Textauszug:
Weil Harich in diesem Prozess gegen seinen Mitverschwörer Walter Janka als Belastungszeuge auftrat und dabei die Namen der „Gleichgesinnten“ und deren subversive Pläne im Sinne der Anklage wiedergab, wurden die beiden zu lebenslangen erbitterten Gegnern. Harich sagte zwar nichts aus, was das MfS nicht schon vorher ermittelt hatte, aber Janka schrieb dennoch in seinen Erinnerungen über Harich: „Ohne seine Aussagen wäre die Staatssicherheit nicht imstande gewesen, eine einigermaßen überzeugende Anklage gegen mich und die anderen Mitangeklagten Just, Zöger und Wolf zu formulieren.“[6] Harich zeigte sich fortan geläutert. Man vernahm aus seinem Munde während des Prozesses und auch danach keine bösen Worte mehr gegen Ulbricht, und er stellte zudem seine Forderungen nach einer Demokratisierung der DDR ein.

Harich wurde 1964 aufgrund einer Amnestie vorzeitig aus der Haft entlassen (ursprünglich war er zu 10 Jahren Zuchthaus verurteilt worden). Eine Rückkehr an die Universität wurde ihm verwehrt, und die Möglichkeit zur Übersiedlung in die Bundesrepublik schlug er als überzeugter Kommunist aus.[7] Stattdessen nahm er eine Tätigkeit im Akademie-Verlag auf und beteiligte sich an der Herausgabe der Werke Ludwig Feuerbachs. Des Weiteren arbeitete Harich auf theoretischem Gebiet über Jean Paul, zu dem er später zwei Bücher in der BRD und eines davon auch in der DDR veröffentlichte.

Datenteil:
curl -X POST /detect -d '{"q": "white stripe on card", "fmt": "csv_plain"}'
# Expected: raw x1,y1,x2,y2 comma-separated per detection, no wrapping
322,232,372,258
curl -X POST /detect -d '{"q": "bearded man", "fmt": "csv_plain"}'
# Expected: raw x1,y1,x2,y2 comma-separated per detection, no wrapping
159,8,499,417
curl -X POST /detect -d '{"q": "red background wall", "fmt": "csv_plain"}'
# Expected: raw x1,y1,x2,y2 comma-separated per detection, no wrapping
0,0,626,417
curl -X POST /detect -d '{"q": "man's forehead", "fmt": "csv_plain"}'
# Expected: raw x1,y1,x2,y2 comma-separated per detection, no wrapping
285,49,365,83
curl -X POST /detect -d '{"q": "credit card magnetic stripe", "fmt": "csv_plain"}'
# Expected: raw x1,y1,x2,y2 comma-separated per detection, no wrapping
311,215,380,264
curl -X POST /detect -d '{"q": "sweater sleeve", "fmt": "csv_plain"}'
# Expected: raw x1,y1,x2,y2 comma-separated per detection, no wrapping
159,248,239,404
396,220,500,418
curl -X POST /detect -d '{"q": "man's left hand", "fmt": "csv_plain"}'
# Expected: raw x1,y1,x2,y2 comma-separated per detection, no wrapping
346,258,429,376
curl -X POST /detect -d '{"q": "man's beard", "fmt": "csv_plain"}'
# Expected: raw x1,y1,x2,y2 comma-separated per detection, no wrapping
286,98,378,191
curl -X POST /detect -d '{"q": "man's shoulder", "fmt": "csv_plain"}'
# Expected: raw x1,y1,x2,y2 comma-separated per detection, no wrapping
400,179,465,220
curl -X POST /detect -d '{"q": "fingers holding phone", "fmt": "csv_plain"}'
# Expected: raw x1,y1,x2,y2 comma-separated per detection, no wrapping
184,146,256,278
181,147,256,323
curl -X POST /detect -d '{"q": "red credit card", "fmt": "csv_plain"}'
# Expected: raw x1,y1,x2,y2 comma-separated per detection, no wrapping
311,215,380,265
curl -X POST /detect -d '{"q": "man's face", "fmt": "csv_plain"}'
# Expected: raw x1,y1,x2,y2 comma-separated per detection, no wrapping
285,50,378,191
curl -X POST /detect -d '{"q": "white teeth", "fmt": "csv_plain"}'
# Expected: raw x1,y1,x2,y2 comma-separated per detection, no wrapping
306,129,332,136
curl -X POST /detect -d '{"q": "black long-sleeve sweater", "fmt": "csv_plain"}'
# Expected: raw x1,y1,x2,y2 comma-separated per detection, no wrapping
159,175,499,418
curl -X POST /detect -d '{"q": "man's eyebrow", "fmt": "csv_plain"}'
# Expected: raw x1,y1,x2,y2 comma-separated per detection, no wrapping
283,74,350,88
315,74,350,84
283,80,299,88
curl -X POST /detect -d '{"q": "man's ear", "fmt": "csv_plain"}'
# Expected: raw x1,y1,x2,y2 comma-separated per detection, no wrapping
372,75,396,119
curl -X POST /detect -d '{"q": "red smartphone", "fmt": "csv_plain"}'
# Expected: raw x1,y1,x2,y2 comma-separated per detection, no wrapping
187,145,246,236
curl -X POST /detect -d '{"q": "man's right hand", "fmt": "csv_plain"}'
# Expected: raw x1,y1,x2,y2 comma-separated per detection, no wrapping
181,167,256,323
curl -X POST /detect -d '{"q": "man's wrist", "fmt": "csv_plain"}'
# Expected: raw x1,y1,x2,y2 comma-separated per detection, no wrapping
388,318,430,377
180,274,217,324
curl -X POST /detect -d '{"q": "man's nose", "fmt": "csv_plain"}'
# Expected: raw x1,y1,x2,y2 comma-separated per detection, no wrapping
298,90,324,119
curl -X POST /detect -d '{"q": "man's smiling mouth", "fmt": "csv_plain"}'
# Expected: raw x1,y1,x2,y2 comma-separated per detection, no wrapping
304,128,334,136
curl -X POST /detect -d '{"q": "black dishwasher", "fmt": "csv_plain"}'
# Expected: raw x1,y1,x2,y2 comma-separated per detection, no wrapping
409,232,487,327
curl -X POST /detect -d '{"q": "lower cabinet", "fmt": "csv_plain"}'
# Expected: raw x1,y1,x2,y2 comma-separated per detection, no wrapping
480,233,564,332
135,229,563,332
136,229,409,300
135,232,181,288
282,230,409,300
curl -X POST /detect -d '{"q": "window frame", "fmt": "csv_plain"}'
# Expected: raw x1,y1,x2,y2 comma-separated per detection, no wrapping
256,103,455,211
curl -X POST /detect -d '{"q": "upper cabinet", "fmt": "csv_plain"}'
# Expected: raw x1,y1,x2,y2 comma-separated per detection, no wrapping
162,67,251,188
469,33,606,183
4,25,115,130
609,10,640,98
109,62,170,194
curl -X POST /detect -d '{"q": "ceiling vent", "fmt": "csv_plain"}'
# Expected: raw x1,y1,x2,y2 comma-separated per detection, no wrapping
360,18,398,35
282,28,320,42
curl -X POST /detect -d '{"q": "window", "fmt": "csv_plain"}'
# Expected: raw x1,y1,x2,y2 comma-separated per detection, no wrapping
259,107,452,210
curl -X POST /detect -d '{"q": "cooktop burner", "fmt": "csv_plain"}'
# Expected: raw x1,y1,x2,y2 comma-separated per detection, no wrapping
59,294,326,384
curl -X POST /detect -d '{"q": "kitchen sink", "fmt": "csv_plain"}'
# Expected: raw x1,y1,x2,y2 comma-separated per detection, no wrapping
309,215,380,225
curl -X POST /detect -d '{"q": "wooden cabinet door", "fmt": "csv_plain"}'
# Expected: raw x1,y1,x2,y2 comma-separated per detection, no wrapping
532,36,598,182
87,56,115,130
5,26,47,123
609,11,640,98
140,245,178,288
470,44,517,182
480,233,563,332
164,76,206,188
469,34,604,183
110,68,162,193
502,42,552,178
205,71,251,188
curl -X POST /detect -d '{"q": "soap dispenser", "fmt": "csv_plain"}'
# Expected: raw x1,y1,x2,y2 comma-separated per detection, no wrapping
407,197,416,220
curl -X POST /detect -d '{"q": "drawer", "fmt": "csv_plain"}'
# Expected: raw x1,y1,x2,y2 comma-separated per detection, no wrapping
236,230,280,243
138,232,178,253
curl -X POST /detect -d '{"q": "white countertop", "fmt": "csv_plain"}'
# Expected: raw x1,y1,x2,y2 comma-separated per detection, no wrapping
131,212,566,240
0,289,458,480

Ihre Aufgaben:
1. Erklären Sie anhand des Textauszugs in ein bis drei Sätzen, warum Harich und Janka zu lebenslangen erbitterten Gegnern wurden.
2. Schreiben Sie bitte eine Stelle aus dem Textauszug wortgetreu ab. Beginnen Sie bei den Worten „Weil Harich in“ und hören Sie nach „der DDR ein.“ auf.

Lösungen zur Übung:
1. Harich trat im Prozess gegen seinen Mitverschwörer Walter Janka als Belastungszeuge auf. Dabei gab er die Namen der „Gleichgesinnten“ und deren subversive Pläne im Sinne der Anklage wieder.

2.
Weil Harich in diesem Prozess gegen seinen Mitverschwörer Walter Janka als Belastungszeuge auftrat und dabei die Namen der „Gleichgesinnten“ und deren subversive Pläne im Sinne der Anklage wiedergab, wurden die beiden zu lebenslangen erbitterten Gegnern. Harich sagte zwar nichts aus, was das MfS nicht schon vorher ermittelt hatte, aber Janka schrieb dennoch in seinen Erinnerungen über Harich: „Ohne seine Aussagen wäre die Staatssicherheit nicht imstande gewesen, eine einigermaßen überzeugende Anklage gegen mich und die anderen Mitangeklagten Just, Zöger und Wolf zu formulieren.“[6] Harich zeigte sich fortan geläutert. Man vernahm aus seinem Munde während des Prozesses und auch danach keine bösen Worte mehr gegen Ulbricht, und er stellte zudem seine Forderungen nach einer Demokratisierung der DDR ein.